(begin)

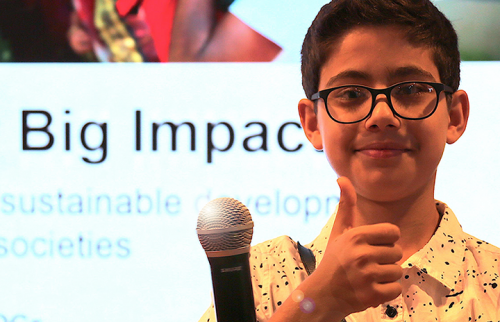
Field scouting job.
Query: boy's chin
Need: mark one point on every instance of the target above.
(389, 188)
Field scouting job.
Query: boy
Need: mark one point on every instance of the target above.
(382, 80)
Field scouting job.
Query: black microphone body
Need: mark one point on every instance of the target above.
(225, 229)
(232, 287)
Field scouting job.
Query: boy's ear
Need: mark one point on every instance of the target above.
(309, 121)
(459, 115)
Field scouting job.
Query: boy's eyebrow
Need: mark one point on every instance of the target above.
(348, 74)
(411, 71)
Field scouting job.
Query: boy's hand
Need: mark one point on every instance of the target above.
(360, 263)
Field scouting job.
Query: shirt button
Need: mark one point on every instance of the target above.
(391, 311)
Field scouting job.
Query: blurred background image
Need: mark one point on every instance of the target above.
(151, 30)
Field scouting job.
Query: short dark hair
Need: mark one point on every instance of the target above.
(424, 24)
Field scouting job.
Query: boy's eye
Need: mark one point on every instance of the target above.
(349, 93)
(412, 89)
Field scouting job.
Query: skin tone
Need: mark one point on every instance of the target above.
(387, 168)
(198, 35)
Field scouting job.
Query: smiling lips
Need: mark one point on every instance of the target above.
(382, 150)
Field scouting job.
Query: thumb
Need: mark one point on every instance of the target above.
(347, 208)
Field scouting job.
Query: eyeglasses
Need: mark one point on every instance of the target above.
(409, 100)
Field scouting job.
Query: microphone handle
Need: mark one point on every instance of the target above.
(232, 286)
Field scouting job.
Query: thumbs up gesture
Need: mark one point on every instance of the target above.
(359, 267)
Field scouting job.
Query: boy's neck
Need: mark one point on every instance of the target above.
(416, 216)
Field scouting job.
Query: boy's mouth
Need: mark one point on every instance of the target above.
(382, 150)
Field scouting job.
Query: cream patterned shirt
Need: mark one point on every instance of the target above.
(454, 277)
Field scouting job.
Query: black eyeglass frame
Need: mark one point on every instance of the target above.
(439, 87)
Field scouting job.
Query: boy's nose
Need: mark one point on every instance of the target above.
(382, 116)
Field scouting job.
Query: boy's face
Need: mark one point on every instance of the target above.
(386, 158)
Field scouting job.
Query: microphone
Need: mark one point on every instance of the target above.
(225, 229)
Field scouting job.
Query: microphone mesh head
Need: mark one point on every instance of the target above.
(224, 213)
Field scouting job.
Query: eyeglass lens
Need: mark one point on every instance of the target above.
(410, 100)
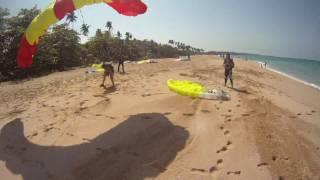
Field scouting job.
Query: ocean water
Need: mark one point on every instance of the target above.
(303, 70)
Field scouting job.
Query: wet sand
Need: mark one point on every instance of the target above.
(64, 126)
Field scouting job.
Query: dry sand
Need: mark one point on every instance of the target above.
(64, 126)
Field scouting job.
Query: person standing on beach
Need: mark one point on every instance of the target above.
(228, 66)
(108, 71)
(121, 61)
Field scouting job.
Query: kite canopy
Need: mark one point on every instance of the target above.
(57, 11)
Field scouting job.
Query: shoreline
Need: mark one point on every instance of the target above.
(270, 68)
(268, 129)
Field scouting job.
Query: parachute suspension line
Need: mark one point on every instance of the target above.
(82, 17)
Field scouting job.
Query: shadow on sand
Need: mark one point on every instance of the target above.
(138, 148)
(244, 91)
(111, 89)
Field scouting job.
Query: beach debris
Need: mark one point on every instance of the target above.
(149, 61)
(57, 11)
(196, 90)
(146, 94)
(183, 58)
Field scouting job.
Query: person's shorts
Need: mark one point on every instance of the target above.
(108, 69)
(228, 73)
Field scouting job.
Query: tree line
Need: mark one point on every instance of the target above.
(60, 48)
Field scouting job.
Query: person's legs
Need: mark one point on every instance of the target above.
(226, 73)
(104, 77)
(111, 78)
(123, 67)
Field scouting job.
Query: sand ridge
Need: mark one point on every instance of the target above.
(64, 126)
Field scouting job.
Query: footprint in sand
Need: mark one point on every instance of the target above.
(223, 149)
(34, 134)
(167, 113)
(226, 132)
(198, 170)
(213, 169)
(262, 164)
(234, 172)
(220, 162)
(70, 134)
(188, 114)
(205, 111)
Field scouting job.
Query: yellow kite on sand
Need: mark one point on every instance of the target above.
(196, 90)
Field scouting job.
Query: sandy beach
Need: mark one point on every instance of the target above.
(64, 126)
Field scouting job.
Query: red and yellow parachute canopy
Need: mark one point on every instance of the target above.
(57, 11)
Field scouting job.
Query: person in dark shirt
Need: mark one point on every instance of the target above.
(228, 66)
(108, 71)
(121, 61)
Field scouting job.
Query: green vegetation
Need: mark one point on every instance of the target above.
(60, 48)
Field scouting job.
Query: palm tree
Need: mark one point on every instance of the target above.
(71, 18)
(109, 26)
(127, 36)
(119, 35)
(85, 29)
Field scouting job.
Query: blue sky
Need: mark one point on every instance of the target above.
(289, 28)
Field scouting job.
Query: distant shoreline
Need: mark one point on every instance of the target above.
(270, 68)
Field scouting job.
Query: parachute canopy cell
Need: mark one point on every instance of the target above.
(56, 11)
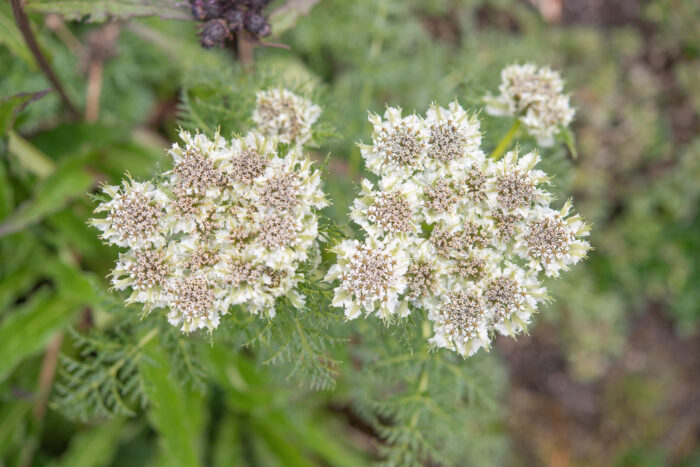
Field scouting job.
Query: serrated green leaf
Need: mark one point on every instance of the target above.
(70, 181)
(175, 413)
(30, 327)
(94, 447)
(11, 106)
(101, 10)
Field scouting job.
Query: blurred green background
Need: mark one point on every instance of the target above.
(610, 373)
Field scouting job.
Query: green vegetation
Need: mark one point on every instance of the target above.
(608, 375)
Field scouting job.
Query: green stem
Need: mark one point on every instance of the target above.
(505, 142)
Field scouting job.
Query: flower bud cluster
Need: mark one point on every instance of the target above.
(282, 114)
(452, 232)
(533, 95)
(223, 18)
(230, 224)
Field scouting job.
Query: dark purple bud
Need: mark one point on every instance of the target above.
(204, 10)
(214, 33)
(234, 19)
(258, 4)
(257, 25)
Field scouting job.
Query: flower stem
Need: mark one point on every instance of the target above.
(26, 30)
(505, 142)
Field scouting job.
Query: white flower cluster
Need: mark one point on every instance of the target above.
(451, 232)
(230, 224)
(281, 114)
(534, 96)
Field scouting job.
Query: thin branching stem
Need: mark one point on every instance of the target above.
(24, 26)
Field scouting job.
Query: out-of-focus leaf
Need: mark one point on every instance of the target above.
(11, 106)
(11, 37)
(286, 16)
(30, 327)
(94, 447)
(227, 445)
(68, 182)
(16, 283)
(79, 286)
(29, 157)
(6, 194)
(176, 412)
(101, 10)
(11, 425)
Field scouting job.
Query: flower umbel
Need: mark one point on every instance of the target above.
(451, 232)
(535, 96)
(229, 225)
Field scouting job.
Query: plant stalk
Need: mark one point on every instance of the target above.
(24, 26)
(505, 142)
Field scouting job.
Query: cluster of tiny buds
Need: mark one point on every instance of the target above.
(452, 232)
(535, 97)
(222, 19)
(229, 225)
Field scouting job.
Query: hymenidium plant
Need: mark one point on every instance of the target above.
(448, 247)
(449, 233)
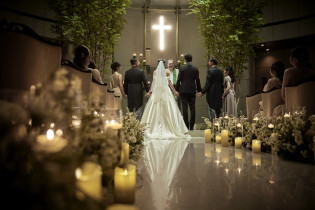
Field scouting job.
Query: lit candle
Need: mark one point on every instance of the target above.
(207, 136)
(225, 155)
(89, 179)
(207, 150)
(50, 142)
(286, 115)
(122, 207)
(256, 146)
(238, 142)
(225, 138)
(256, 159)
(238, 154)
(271, 126)
(124, 153)
(124, 184)
(218, 139)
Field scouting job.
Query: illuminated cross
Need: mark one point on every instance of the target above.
(161, 27)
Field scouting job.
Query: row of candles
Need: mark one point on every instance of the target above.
(223, 139)
(89, 175)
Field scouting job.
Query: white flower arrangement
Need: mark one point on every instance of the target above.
(133, 133)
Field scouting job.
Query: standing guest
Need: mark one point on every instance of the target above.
(276, 72)
(187, 83)
(82, 58)
(229, 94)
(301, 70)
(116, 81)
(173, 78)
(214, 89)
(133, 85)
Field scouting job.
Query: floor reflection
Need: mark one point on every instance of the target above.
(158, 166)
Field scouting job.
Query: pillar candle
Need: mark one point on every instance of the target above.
(207, 136)
(124, 184)
(124, 159)
(218, 139)
(89, 179)
(256, 146)
(238, 154)
(238, 142)
(256, 159)
(225, 138)
(207, 150)
(225, 155)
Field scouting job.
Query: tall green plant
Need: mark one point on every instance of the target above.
(96, 24)
(230, 28)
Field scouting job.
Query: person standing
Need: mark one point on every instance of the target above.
(173, 78)
(214, 89)
(187, 83)
(133, 85)
(229, 93)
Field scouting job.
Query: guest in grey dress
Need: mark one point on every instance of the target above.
(229, 102)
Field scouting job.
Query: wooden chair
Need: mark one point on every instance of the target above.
(110, 99)
(26, 58)
(84, 75)
(252, 104)
(301, 95)
(98, 93)
(271, 99)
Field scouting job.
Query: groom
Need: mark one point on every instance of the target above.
(133, 85)
(188, 79)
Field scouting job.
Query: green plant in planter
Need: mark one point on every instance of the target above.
(230, 29)
(96, 24)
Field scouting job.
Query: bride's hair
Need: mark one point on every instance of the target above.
(161, 59)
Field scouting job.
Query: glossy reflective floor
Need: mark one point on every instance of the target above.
(194, 175)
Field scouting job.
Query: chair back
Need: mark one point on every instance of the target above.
(301, 95)
(84, 75)
(98, 93)
(271, 99)
(26, 58)
(252, 104)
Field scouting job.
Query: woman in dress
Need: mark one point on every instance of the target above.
(116, 81)
(161, 114)
(82, 58)
(229, 104)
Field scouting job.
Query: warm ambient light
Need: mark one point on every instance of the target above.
(161, 27)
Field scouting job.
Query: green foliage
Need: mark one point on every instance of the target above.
(96, 24)
(230, 29)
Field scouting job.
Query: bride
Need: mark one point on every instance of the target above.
(161, 113)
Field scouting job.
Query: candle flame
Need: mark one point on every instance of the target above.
(50, 134)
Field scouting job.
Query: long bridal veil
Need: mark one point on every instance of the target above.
(161, 114)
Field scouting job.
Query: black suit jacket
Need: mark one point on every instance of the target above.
(214, 88)
(188, 79)
(133, 85)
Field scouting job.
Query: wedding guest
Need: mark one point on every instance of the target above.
(276, 71)
(301, 70)
(214, 89)
(134, 83)
(229, 104)
(173, 78)
(116, 81)
(82, 58)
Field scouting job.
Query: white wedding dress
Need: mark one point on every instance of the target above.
(161, 114)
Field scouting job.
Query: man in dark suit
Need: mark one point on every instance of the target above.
(214, 89)
(133, 85)
(187, 83)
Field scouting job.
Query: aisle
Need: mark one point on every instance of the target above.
(209, 176)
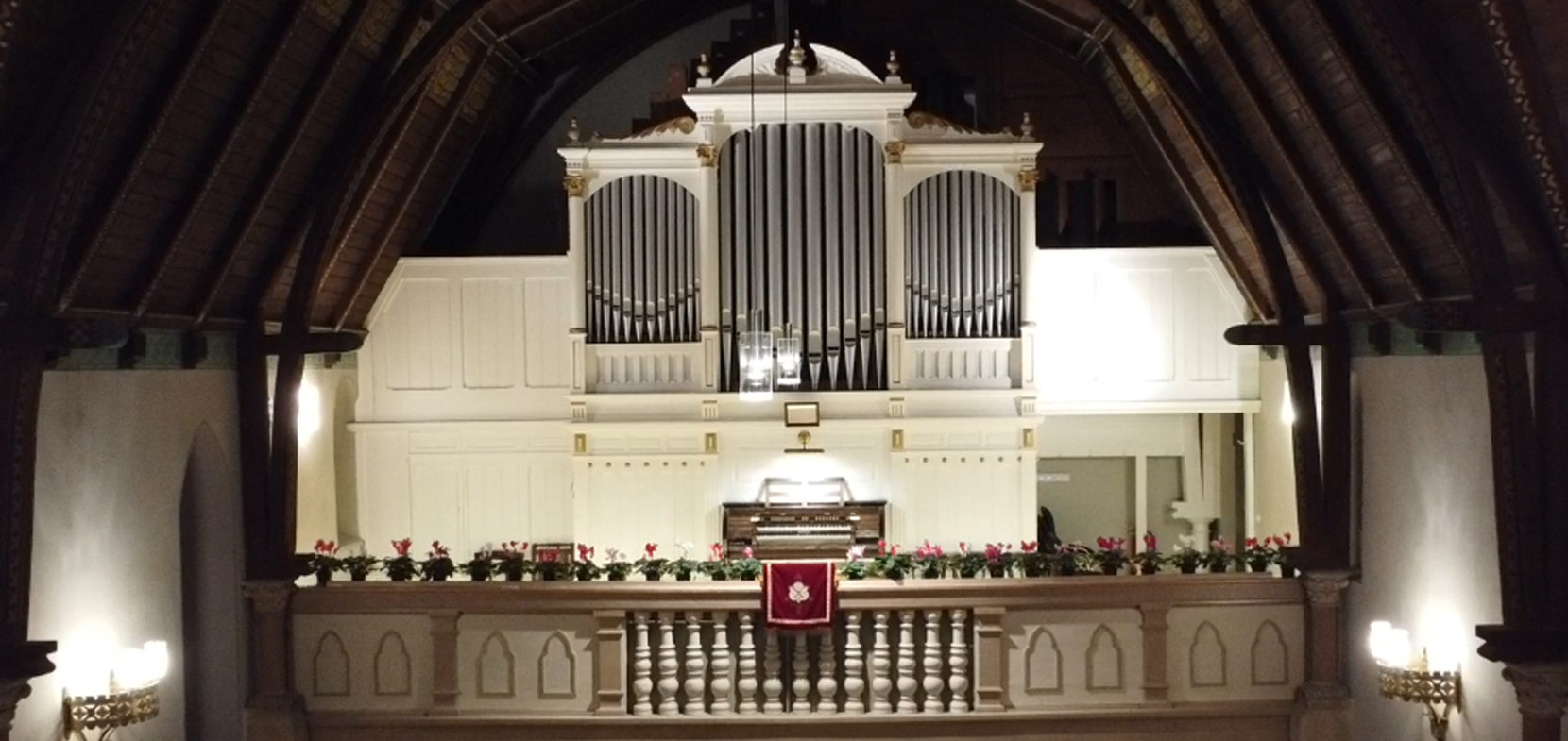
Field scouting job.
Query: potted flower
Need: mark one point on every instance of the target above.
(1150, 560)
(511, 560)
(617, 565)
(650, 564)
(586, 569)
(1112, 555)
(1219, 560)
(1187, 558)
(748, 567)
(480, 565)
(929, 560)
(997, 560)
(855, 564)
(401, 567)
(437, 565)
(890, 563)
(1031, 558)
(551, 565)
(359, 565)
(682, 567)
(717, 565)
(323, 561)
(968, 563)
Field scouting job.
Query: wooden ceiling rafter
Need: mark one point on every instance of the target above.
(406, 197)
(281, 154)
(1211, 221)
(1341, 38)
(215, 165)
(1338, 239)
(171, 90)
(1292, 234)
(1270, 35)
(289, 240)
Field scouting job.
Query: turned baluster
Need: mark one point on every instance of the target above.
(641, 669)
(853, 665)
(696, 666)
(800, 676)
(931, 662)
(668, 665)
(907, 662)
(772, 681)
(959, 663)
(722, 663)
(746, 667)
(827, 681)
(881, 686)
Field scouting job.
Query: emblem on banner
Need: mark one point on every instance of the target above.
(798, 593)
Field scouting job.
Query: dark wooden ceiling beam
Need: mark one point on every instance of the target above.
(168, 93)
(1292, 235)
(1338, 237)
(235, 124)
(411, 187)
(1211, 221)
(1406, 152)
(1377, 211)
(281, 154)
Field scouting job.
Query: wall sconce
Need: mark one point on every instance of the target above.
(132, 693)
(1408, 679)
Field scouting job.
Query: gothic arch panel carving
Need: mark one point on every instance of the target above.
(1206, 657)
(1104, 662)
(496, 667)
(330, 666)
(557, 669)
(1270, 657)
(1043, 663)
(392, 666)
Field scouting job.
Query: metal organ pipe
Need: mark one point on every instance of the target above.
(962, 239)
(640, 261)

(end)

TASK DESCRIPTION:
Count the lines in the rows above that contain the string "person", with case counting, and reply with only that number.

FINISHED EXERCISE:
5